_GIVEN PROBLEM 1_. Using the text on association rule learning, decide whether each statement agrees with it: (a) traditional algorithms began by learning rules over several attributes at once; (b) rules learned over an attribute using a hierarchy are called generalized association rules; (c) learning in breadth means more attributes appear on the left side of a rule than on the right. For each, answer yes or no and quote the words of the text that decide it.
_GIVEN PROBLEM 2_. Output as a numbered list every line of the rows, from the row containing "the sky in this photo." down to the last row, with both ends included and blank lines left out.

_TEXT SEGMENT_.
>>
|
CMU-ISRI-05-101
Institute for Software Research International
School of Computer Science, Carnegie Mellon University
CMU-ISRI-05-101
Adding Semantics and Rigor to Association Rule Learning:
the GenTree Approach
Yiheng Li, Latanya Sweeney
January 2005
CMU-ISRI-05-101.pdf
Keywords: Association rules, classification problems, data
mining, knowledge acquisition, rule learning, hierarchical learning.
Learning semantically useful association rules across all attributes
of a relational table requires: (1) more rigorous mining than afforded
by traditional approaches; and, (2) the invention of knowledge ratings
for learned rules, not just statistical ratings. Traditional algorithms
began by learning rules over one attribute expressed in the domain
values of that attribute (Srikant and Agrawal, 1995). "People who buy
diapers tend to buy beer" is an example from grocery purchases. In the
second generation, Srikant and Agrawal, (1996) introduced a hierarchy
hose base values are those originally represented in the data, and
values appearing at higher levels in the hierarchy represent
increasingly more general concepts of base values. Rules learned
over the attribute using the hierarchy are termed generalized
association rules (or crosslevel rules). People who buy
baby products tend to buy controlled substances is an example of
a generalized association rule. Rules that mix the level of
expressions for the same item were still not able to be learned.
People who buy
beverages tend to buy beer is an example of a rule that could not
be properly learned if most beverage purchases were of beer. The
work reported herein continues the evolution in the expressiveness
of association rules to its broadest application -- semantically
rated rules learned from a large relational table having many
attributes. Associated with each attribute is a hierarchy. We find
the rules that are formed by combining mixed levels of generalizations
across all attributes and that convey the maximum expression of
information supported by attribute hierarchies, parameter settings
and data tuples. We term these robust rule. An example of a robust
rule is "People who buy baby products tend to buy controlled substances,
use credit cards and make purchases on Saturdays." Multiple attributes
from the transaction are included and cross-level and mix-level
rules are expressed. Because of the improved expressiveness, many
more statistically relevant rules are learned. To identify semantically
useful rules among them, we compare rule features appearing on the left
side (before "tend to") to those appearing on the right side (after
"tend to") to identify learning in breadth (more attributes appearing
on the right-side than on the left) and learning in depth (values on
the right side appearing at lower levels in the corresponding hierarchies
than those on the left). For a set of learned rules surpassing statistical
thresholds of relevance, the most semantically relevant rules are those
expressing more depth and/or breadth in the terms of their expression.
<<
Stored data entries
>>
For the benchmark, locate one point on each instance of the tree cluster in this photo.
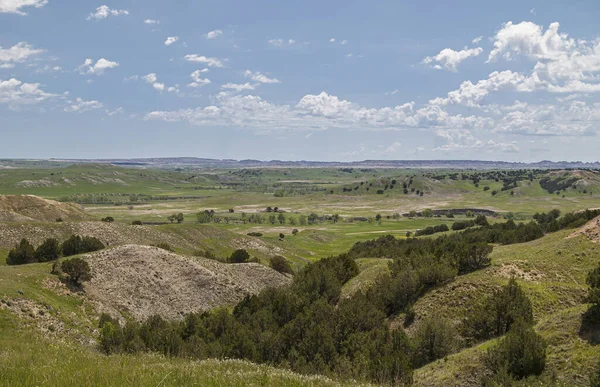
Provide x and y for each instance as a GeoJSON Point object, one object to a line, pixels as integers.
{"type": "Point", "coordinates": [51, 249]}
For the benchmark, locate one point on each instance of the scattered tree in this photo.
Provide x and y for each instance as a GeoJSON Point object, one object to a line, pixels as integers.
{"type": "Point", "coordinates": [281, 264]}
{"type": "Point", "coordinates": [77, 269]}
{"type": "Point", "coordinates": [22, 253]}
{"type": "Point", "coordinates": [239, 256]}
{"type": "Point", "coordinates": [49, 250]}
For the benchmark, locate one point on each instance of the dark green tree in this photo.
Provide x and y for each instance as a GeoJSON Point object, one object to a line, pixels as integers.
{"type": "Point", "coordinates": [22, 253]}
{"type": "Point", "coordinates": [77, 269]}
{"type": "Point", "coordinates": [49, 250]}
{"type": "Point", "coordinates": [239, 256]}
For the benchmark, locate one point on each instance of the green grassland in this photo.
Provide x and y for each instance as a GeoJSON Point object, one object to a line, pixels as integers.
{"type": "Point", "coordinates": [551, 270]}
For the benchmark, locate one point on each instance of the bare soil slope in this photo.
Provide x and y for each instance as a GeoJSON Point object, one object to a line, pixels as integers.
{"type": "Point", "coordinates": [591, 230]}
{"type": "Point", "coordinates": [28, 208]}
{"type": "Point", "coordinates": [145, 281]}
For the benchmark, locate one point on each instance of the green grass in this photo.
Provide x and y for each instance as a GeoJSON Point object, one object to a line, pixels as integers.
{"type": "Point", "coordinates": [27, 359]}
{"type": "Point", "coordinates": [557, 292]}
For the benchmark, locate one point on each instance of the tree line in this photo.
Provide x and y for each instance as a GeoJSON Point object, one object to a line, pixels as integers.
{"type": "Point", "coordinates": [51, 249]}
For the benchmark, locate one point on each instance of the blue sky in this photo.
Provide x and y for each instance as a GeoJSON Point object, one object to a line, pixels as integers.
{"type": "Point", "coordinates": [314, 80]}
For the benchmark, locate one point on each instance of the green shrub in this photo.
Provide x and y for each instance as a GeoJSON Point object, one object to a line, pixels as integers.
{"type": "Point", "coordinates": [164, 246]}
{"type": "Point", "coordinates": [281, 264]}
{"type": "Point", "coordinates": [49, 250]}
{"type": "Point", "coordinates": [494, 315]}
{"type": "Point", "coordinates": [239, 256]}
{"type": "Point", "coordinates": [80, 245]}
{"type": "Point", "coordinates": [111, 338]}
{"type": "Point", "coordinates": [521, 353]}
{"type": "Point", "coordinates": [22, 253]}
{"type": "Point", "coordinates": [434, 339]}
{"type": "Point", "coordinates": [77, 269]}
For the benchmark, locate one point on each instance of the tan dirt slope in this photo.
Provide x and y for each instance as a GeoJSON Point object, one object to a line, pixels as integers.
{"type": "Point", "coordinates": [143, 281]}
{"type": "Point", "coordinates": [28, 208]}
{"type": "Point", "coordinates": [591, 230]}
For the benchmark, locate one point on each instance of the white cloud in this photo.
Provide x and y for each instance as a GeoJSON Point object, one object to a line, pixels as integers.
{"type": "Point", "coordinates": [80, 106]}
{"type": "Point", "coordinates": [259, 77]}
{"type": "Point", "coordinates": [48, 69]}
{"type": "Point", "coordinates": [281, 42]}
{"type": "Point", "coordinates": [171, 39]}
{"type": "Point", "coordinates": [449, 59]}
{"type": "Point", "coordinates": [88, 67]}
{"type": "Point", "coordinates": [17, 54]}
{"type": "Point", "coordinates": [563, 64]}
{"type": "Point", "coordinates": [14, 6]}
{"type": "Point", "coordinates": [393, 148]}
{"type": "Point", "coordinates": [15, 93]}
{"type": "Point", "coordinates": [152, 79]}
{"type": "Point", "coordinates": [313, 112]}
{"type": "Point", "coordinates": [566, 119]}
{"type": "Point", "coordinates": [462, 139]}
{"type": "Point", "coordinates": [470, 94]}
{"type": "Point", "coordinates": [198, 81]}
{"type": "Point", "coordinates": [210, 62]}
{"type": "Point", "coordinates": [213, 34]}
{"type": "Point", "coordinates": [103, 11]}
{"type": "Point", "coordinates": [238, 87]}
{"type": "Point", "coordinates": [116, 111]}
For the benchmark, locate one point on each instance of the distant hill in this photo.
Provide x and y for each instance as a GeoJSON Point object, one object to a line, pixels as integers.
{"type": "Point", "coordinates": [144, 281]}
{"type": "Point", "coordinates": [229, 163]}
{"type": "Point", "coordinates": [29, 208]}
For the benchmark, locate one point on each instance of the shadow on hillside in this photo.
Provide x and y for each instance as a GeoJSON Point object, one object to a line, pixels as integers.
{"type": "Point", "coordinates": [590, 326]}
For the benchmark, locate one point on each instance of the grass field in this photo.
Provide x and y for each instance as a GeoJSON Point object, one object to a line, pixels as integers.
{"type": "Point", "coordinates": [551, 270]}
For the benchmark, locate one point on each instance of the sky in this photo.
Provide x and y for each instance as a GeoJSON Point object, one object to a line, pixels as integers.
{"type": "Point", "coordinates": [312, 80]}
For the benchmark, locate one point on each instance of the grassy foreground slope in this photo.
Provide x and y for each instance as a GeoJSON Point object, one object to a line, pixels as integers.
{"type": "Point", "coordinates": [47, 337]}
{"type": "Point", "coordinates": [26, 359]}
{"type": "Point", "coordinates": [552, 272]}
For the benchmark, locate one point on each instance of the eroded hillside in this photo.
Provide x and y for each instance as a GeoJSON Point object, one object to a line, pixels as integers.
{"type": "Point", "coordinates": [142, 281]}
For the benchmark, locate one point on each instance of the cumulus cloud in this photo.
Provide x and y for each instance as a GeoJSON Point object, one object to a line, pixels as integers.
{"type": "Point", "coordinates": [15, 6]}
{"type": "Point", "coordinates": [449, 59]}
{"type": "Point", "coordinates": [152, 80]}
{"type": "Point", "coordinates": [259, 77]}
{"type": "Point", "coordinates": [198, 81]}
{"type": "Point", "coordinates": [213, 34]}
{"type": "Point", "coordinates": [281, 42]}
{"type": "Point", "coordinates": [462, 139]}
{"type": "Point", "coordinates": [393, 148]}
{"type": "Point", "coordinates": [171, 39]}
{"type": "Point", "coordinates": [210, 62]}
{"type": "Point", "coordinates": [80, 106]}
{"type": "Point", "coordinates": [470, 94]}
{"type": "Point", "coordinates": [18, 53]}
{"type": "Point", "coordinates": [238, 87]}
{"type": "Point", "coordinates": [88, 67]}
{"type": "Point", "coordinates": [313, 112]}
{"type": "Point", "coordinates": [103, 11]}
{"type": "Point", "coordinates": [576, 118]}
{"type": "Point", "coordinates": [15, 93]}
{"type": "Point", "coordinates": [559, 57]}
<<
_RESPONSE 1_.
(a) No: "Traditional algorithms began by learning rules over one attribute expressed in the domain values of that attribute"
(b) Yes: "Rules learned over the attribute using the hierarchy are termed generalized association rules (or crosslevel rules)"
(c) No: "learning in breadth (more attributes appearing on the right-side than on the left)"

_RESPONSE 2_.
1. For the benchmark, locate one point on each instance of the sky in this photo.
2. Provide x and y for each instance as a GeoJSON Point object, one object to a line, pixels as integers.
3. {"type": "Point", "coordinates": [312, 80]}
4. For the benchmark, locate one point on each instance of the grassy foreground slope in this photo.
5. Provide x and y for each instance as a GeoJSON Point object, one object to a line, pixels as integers.
6. {"type": "Point", "coordinates": [47, 337]}
7. {"type": "Point", "coordinates": [26, 359]}
8. {"type": "Point", "coordinates": [552, 272]}
9. For the benchmark, locate one point on each instance of the eroded hillside in this photo.
10. Provide x and y for each instance as a GeoJSON Point object, one object to a line, pixels as integers.
11. {"type": "Point", "coordinates": [142, 281]}
12. For the benchmark, locate one point on each instance of the cumulus cloud in this photo.
13. Provide x and y for each instance as a GeoJSON Point object, one object to a line, pixels as integers.
14. {"type": "Point", "coordinates": [15, 6]}
15. {"type": "Point", "coordinates": [449, 59]}
16. {"type": "Point", "coordinates": [152, 80]}
17. {"type": "Point", "coordinates": [259, 77]}
18. {"type": "Point", "coordinates": [198, 81]}
19. {"type": "Point", "coordinates": [213, 34]}
20. {"type": "Point", "coordinates": [281, 42]}
21. {"type": "Point", "coordinates": [462, 139]}
22. {"type": "Point", "coordinates": [393, 148]}
23. {"type": "Point", "coordinates": [171, 39]}
24. {"type": "Point", "coordinates": [210, 62]}
25. {"type": "Point", "coordinates": [80, 106]}
26. {"type": "Point", "coordinates": [470, 94]}
27. {"type": "Point", "coordinates": [18, 53]}
28. {"type": "Point", "coordinates": [238, 87]}
29. {"type": "Point", "coordinates": [88, 67]}
30. {"type": "Point", "coordinates": [313, 112]}
31. {"type": "Point", "coordinates": [103, 11]}
32. {"type": "Point", "coordinates": [576, 118]}
33. {"type": "Point", "coordinates": [15, 93]}
34. {"type": "Point", "coordinates": [559, 57]}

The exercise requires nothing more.